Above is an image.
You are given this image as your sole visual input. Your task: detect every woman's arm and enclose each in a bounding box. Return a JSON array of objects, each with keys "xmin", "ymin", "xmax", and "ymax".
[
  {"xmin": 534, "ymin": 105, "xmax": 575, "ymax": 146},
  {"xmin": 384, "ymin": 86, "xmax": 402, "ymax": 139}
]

§ §

## Goal
Write out these lines word for word.

## Written response
Above is an image.
You are given this image as your sole visual input. Your task: detect every woman's arm and enclose each in a bounding box. Return a JSON array of objects, each with keys "xmin", "ymin", "xmax", and "ymax".
[
  {"xmin": 534, "ymin": 105, "xmax": 575, "ymax": 146},
  {"xmin": 384, "ymin": 86, "xmax": 402, "ymax": 139}
]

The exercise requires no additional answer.